• Textauszug:
Das Bildnis von Q. Ein Kurzfilm von Hartwig Bischof in memoriam Michel de Certeau
Michel de Certeau (1925-1986), einer der zentralen Gründungsfiguren der Cultural Studies, dessen Geburtstag sich am 17. Mai 2025 zum 100. Mal jährte, gehörte zu den außergewöhnlichsten Denkern seiner Generation. Als intellektueller Wanderer zwischen mehreren wissenschaftlichen Disziplinen erschloss er vor allem Auswirkungen der Spiritualitätsgeschichte auf unsere Gegenwart. Als stärkstes Bezugsfeld diente ihm dabei das Alltagsleben.
Der Kurzfilm von Hartwig Bischof, Künstler und Wissenschaftler, „denkt“ einige Ansätze von Certeau mit bildnerischen Mitteln weiter. Im Unterschied zu einem Dokumentarfilm treffen hier zwei unterschiedliche Arbeitsweisen aufeinander, die eine ist vornehmlich Texten, die andere ist Bildern verpflichtet. Gemeinsam ist beiden, dass sie den Blick auf die Grundlagen richten und dass sie jene Werkzeuge in den Mittelpunkt stellen, mit denen wir uns Zugänge zur Wirklichkeit erarbeiten (können). Beide begnügen sich nicht mit Symptomen, sondern peilen jeweils jene kritischen Situationen an, die echte Entscheidungen ermöglichen. Das Mysterium tut sich erst dann voll auf, wenn alle Rätsel gelöst sind...

• Aufgaben:
• a. Was diente Michel de Certeau laut dem Textauszug über den Kurzfilm als stärkstes Bezugsfeld?
• b. Führen Sie den Textauszug über den Kurzfilm im Anschluss an seinen letzten Satz weiter.
Die Daten stammen aus einer anderen Quelle als der Textauszug.

• Bereitgestellte Daten:
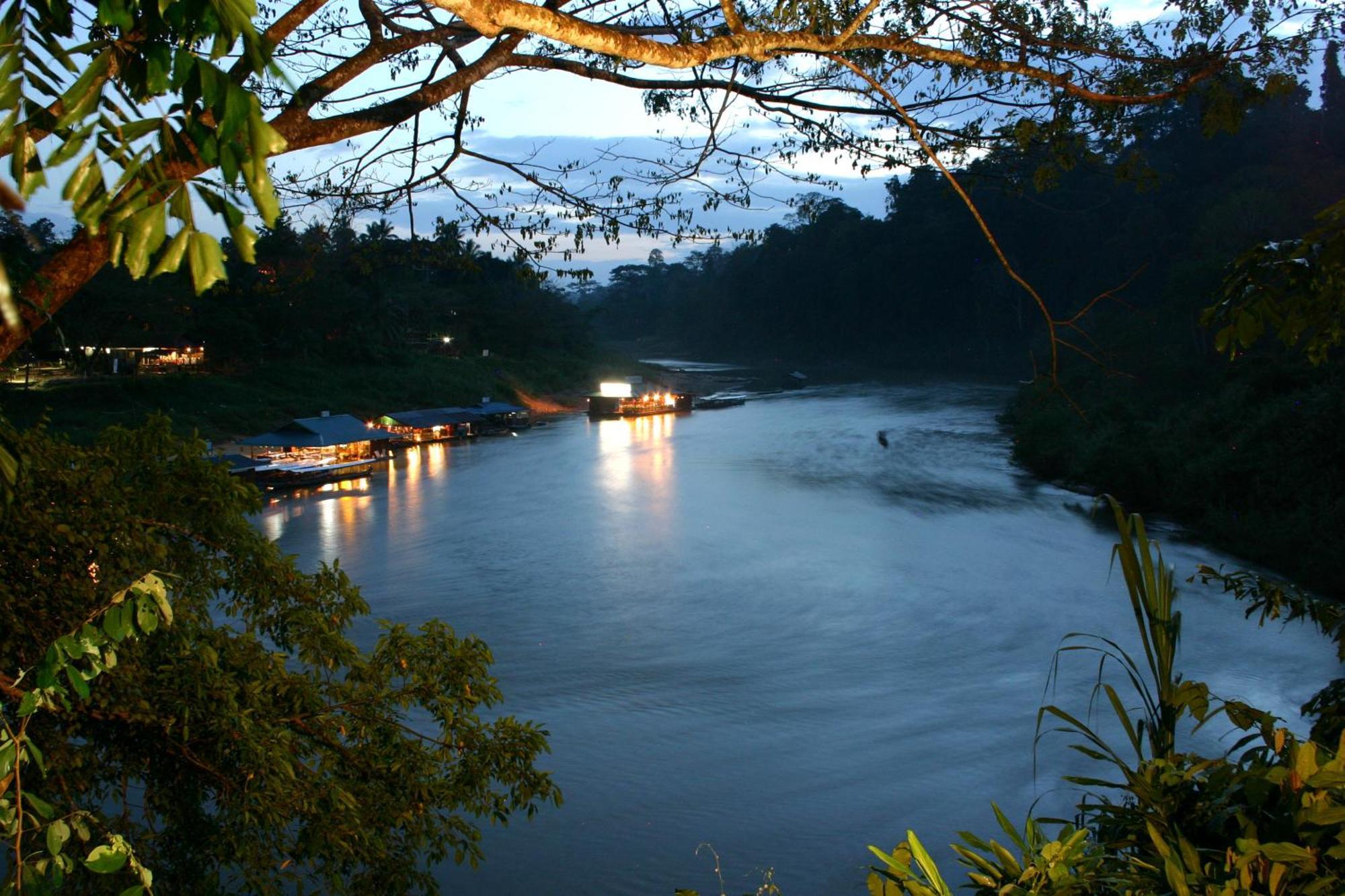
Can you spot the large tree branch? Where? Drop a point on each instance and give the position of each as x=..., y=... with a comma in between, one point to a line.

• Lösungen:
• a. Das Alltagsleben.

• b.
Mitschnitt des Gesprächs zwischen Hartwig Bischof und Johannes Rauchenberger
Hartwig BISCHOF
studierte an der Akademie der Bildenden Künste in Wien bei Wolfgang Hollegha Malerei, sowie Philosophie und Theologie. Arbeitsaufenthalte führten ihn nach Frankreich, Indien, Sri Lanka und in die USA. Seine Arbeiten befragen unsere durch technische Mittel veränderte Wahrnehmung; daraus resultiert ein klares Konzept, in dem Wiederholung, Verschränkung, die Aufteilung in Zonen sowie das Spiel zwischen Nähe und Ferne zu einer umfassenden Rhythmik gebündelt werden. Die Notwendigkeit zur erschwerten Form provoziert dabei ein verlangsamtes Sehen und eine bildkünstlerische Sichtbarkeit, die über die Fixierung eines Zustandes hinausgehen und als Bilderbilder eine spezifische Logik der Empfindsamkeit zeigen. Im KULTUM wurde Bischofs Werk in den Personalen „Hartwig Bischof. Obliterationen“ (2004), "Bilderbilder. Sichtbarkeitshäufungen von Hartwig Bischof" (2019) und in der Gruppenausstellung „IRREALIGIOUS! Parallelwelt Religion in der Kunst“ (2011/12) gezeigt.
Michel de Certeau
bediente sich als Historiker interdisziplinärer Methoden, vor allem aus der Sprachphilosophie, der Soziologie, der Psychoanalyse und der Theologie. In seinen punktgenauen Analysen arbeitete er die Mentalitätsgeschichte der Moderne auf und liefert damit herausragende Werkzeuge zum Verständnis unserer Gegenwart.